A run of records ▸

--- Begin ---

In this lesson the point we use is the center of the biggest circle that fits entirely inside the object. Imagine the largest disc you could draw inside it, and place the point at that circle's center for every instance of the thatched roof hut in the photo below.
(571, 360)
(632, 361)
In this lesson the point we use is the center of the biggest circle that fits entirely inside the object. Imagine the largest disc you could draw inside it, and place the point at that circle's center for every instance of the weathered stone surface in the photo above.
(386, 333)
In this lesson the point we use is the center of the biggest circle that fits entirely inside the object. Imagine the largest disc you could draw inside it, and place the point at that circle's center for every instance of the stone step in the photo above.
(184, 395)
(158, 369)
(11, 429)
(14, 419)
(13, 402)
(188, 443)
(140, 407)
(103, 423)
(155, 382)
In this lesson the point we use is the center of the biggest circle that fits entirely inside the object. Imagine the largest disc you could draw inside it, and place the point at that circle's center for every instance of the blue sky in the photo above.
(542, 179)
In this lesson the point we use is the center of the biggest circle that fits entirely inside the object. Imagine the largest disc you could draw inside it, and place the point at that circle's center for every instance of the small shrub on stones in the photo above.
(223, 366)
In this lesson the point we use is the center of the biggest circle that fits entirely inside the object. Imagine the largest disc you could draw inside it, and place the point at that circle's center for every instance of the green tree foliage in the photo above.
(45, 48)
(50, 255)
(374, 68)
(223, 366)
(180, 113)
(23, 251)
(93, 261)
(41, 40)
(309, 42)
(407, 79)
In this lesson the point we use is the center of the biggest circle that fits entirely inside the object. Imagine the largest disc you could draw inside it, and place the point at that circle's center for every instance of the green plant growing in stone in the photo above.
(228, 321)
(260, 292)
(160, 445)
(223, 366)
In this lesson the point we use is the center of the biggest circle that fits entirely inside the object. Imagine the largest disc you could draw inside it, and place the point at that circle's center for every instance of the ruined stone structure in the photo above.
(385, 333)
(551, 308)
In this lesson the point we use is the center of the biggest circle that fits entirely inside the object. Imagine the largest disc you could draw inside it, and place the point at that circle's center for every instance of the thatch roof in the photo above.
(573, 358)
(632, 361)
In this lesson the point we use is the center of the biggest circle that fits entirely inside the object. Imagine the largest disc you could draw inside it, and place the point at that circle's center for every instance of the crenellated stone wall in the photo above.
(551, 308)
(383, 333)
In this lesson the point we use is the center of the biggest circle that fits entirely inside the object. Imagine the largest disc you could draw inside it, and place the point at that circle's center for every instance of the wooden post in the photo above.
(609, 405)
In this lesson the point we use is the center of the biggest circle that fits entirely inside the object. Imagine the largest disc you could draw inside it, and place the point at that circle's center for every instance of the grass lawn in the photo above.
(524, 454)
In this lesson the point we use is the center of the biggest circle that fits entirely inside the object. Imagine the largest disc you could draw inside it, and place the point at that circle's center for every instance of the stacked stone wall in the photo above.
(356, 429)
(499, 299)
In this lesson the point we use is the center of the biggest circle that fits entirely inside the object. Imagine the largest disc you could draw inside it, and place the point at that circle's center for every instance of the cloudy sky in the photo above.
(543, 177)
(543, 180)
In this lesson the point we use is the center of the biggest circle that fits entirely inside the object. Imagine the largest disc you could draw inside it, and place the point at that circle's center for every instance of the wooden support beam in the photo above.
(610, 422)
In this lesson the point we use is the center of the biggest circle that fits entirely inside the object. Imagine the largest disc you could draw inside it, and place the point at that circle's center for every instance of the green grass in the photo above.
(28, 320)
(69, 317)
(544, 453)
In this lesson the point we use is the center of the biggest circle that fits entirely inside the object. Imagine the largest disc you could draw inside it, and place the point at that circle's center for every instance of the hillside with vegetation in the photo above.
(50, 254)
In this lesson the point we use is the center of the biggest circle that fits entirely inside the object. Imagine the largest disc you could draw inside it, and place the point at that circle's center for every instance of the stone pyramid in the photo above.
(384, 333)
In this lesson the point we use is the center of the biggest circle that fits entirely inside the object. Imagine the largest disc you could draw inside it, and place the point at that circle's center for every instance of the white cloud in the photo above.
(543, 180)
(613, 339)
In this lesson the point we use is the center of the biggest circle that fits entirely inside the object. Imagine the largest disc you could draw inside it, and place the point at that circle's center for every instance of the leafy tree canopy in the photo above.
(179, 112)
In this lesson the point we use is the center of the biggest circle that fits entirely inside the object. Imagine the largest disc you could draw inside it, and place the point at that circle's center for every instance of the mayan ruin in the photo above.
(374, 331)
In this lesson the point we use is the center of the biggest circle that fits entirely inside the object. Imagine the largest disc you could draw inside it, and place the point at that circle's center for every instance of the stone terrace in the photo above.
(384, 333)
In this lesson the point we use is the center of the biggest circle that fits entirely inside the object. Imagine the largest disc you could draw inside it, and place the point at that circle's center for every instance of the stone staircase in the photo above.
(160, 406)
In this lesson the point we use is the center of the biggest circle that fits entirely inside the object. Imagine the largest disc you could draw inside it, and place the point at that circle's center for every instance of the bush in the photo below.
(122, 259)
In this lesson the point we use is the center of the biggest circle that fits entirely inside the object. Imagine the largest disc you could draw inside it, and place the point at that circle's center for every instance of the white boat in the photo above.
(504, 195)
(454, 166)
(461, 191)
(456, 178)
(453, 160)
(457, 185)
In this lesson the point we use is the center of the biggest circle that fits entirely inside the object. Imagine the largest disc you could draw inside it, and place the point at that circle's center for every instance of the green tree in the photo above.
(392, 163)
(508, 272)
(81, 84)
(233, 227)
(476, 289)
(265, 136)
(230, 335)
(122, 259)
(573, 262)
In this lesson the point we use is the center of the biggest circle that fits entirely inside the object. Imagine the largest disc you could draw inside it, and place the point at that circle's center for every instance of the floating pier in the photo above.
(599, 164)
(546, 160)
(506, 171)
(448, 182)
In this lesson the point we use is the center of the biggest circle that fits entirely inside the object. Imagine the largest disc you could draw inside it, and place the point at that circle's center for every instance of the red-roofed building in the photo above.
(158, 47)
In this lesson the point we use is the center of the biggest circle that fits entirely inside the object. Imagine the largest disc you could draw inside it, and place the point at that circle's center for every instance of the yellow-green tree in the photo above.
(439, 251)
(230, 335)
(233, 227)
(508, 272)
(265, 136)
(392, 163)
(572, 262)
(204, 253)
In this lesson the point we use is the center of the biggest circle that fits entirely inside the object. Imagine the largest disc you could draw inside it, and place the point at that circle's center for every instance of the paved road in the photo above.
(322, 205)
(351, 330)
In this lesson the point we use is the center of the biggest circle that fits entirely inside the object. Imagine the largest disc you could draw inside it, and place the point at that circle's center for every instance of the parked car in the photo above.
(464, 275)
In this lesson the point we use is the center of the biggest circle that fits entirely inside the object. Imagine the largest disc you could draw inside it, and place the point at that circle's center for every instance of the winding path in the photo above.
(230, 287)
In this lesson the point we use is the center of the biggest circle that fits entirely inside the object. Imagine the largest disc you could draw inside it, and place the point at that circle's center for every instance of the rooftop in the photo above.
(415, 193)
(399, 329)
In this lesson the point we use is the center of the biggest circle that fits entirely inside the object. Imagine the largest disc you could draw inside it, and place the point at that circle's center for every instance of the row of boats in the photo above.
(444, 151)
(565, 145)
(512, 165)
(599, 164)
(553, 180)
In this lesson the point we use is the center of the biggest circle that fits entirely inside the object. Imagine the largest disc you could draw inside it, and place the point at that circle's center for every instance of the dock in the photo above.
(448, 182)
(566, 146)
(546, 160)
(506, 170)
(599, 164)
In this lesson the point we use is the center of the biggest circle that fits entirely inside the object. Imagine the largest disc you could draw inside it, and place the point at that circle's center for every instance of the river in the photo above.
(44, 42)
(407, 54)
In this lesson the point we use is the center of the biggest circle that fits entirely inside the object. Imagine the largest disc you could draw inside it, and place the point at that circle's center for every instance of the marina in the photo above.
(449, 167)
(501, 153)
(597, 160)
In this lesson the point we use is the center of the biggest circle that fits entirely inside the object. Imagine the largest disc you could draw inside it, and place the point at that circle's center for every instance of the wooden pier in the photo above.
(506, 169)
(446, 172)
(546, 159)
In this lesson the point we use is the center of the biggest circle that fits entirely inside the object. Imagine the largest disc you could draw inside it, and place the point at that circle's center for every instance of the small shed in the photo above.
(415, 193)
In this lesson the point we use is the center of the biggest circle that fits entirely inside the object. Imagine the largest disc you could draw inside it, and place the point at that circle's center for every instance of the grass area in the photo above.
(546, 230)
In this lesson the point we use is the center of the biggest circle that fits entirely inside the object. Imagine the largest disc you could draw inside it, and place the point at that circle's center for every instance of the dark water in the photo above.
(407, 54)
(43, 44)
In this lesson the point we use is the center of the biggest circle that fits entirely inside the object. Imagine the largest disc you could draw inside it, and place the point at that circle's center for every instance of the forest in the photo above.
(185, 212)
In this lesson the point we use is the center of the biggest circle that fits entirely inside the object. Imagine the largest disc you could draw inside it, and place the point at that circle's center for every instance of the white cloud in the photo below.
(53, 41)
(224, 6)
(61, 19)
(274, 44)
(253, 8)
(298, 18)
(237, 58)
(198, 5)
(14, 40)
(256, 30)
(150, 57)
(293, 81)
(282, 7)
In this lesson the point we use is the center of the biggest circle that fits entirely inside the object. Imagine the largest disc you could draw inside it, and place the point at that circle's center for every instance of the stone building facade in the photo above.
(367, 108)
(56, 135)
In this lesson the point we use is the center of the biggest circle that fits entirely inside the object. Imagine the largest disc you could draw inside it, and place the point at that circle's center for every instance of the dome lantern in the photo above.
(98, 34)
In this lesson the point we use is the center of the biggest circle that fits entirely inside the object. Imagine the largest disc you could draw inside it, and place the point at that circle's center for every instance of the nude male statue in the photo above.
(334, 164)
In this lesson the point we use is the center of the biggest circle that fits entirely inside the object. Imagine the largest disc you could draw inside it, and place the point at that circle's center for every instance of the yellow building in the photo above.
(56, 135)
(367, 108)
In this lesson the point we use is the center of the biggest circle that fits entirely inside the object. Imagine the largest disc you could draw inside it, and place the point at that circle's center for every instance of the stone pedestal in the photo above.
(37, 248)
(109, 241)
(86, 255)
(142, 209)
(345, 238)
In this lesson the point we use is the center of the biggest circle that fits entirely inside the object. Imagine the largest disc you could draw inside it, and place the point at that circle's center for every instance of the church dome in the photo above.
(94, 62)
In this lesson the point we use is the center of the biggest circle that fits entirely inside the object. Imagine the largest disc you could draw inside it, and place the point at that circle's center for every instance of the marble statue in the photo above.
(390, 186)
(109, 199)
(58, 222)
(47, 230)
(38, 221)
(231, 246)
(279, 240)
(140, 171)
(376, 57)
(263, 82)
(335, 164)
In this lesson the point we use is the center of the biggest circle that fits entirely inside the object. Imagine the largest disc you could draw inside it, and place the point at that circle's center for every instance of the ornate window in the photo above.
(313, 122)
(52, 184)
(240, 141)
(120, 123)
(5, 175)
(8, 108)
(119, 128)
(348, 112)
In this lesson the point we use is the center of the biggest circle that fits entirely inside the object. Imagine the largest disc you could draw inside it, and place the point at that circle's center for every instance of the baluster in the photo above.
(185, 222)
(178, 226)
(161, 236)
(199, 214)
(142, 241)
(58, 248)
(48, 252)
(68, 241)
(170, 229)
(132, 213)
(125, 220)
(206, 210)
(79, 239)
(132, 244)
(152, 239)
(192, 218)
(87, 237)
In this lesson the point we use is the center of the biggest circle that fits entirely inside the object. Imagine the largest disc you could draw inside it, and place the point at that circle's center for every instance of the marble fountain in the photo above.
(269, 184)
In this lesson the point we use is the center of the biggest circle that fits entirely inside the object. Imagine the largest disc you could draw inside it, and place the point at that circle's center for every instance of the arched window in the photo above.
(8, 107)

--- End ---

Given exercise ▸ Return only the lines running from the line with "fountain in the photo above." to the last line of the records, both included, exactly as written.

Answer to this problem ▸
In this lesson the point we use is the center of the biggest circle that fits entirely inside the object. Imagine the largest disc you could draw inside it, and place the point at that circle's center for every instance of the marble fountain in the photo above.
(269, 184)
In this lesson the point we use is the center of the biggest circle that fits entirely inside the object. Imagine the largest disc you could draw inside it, and place the point at that circle's center for every instance of the arched window in the photo above.
(8, 107)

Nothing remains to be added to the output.